PROBLEM 1: In the passage on Peek's rugby league career, which team beat Parramatta in the 2005 preliminary final, and by what score?
PROBLEM 2: Extend the passage on Peek's rugby league career, beginning after its final sentence.
++++ GIVEN PASSAGE ++++
In 2000, Peek was a regular member of the 1st Division team, captaining them to their victory against the Penrith Panthers.

In 2001, Peek was again captain of the Bulldog's 1st Division team, but saw an increased number of first grade games compared to his previous seasons at the club.

===South Sydney===
In 2002 Peek joined the re-admitted South Sydney side (first grade player number #959), playing in their return match against the Sydney Roosters. Peek would feature in a total of 10 games for the South Sydney club, all from the bench.

===Parramatta===
2003 saw Peek join the Parramatta Eels (first grade player number #649), the club where he would spend the bulk of his career. During his time at Parramatta, Peek proved capable of handling top flight rugby league on a week to week basis, making an increased number of first grade appearances during the club's 2005 charge towards the Minor Premiership which they won just ahead of second placed St. George Illawarra. Along with St. George, Parramatta were favorites to take out the 2005 premiership but suffered a shock 29-0 preliminary final loss against North Queensland at Telstra Stadium, a game which Peek played in from the bench.

2006 however saw Peek begin the season in Premier League before receiving a call up in round 8 against Manly-Warringah, a game in which he received a grade one dangerous throw charge, rendering him unavailable for selection for one round. Peek was next seen in first grade against the Canberra Raiders in round 17.

===St George Illawarra===
In 2007 Peek returned to where it all began, signing with the St George Illawarra Dragons. Peek played 19 games for the club, scoring a try in the Dragons round 10 win over the Gold Coast Titans.
++++ DATA SUPPLIED ++++
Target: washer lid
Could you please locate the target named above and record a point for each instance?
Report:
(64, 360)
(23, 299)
++++
EXERCISE RESULT 1: North Queensland, 29-0.

EXERCISE RESULT 2:
===Cronulla-Sutherland===
In 2008, Peek played for the Cronulla-Sutherland Sharks, playing in 21 games including 2 finals matches, the qualifying final victory over the Canberra Raiders and the 28-0 preliminary final loss against Melbourne at the Sydney Football Stadium.

===Crusaders===
Peek joined the Crusaders in the 2009 season, playing 45 games over 3 seasons for the Welsh-based club.

==Post-retirement==
Post professional retirement, Peek joined the Kurri Kurri Bulldogs in the local Newcastle competition for the 2012 season, citing the laid-back, authentic, rugby league experience as an attraction

Peek is employed by the NRL in a part-time mentoring role, working with players on career development and transition planning following their playing careers.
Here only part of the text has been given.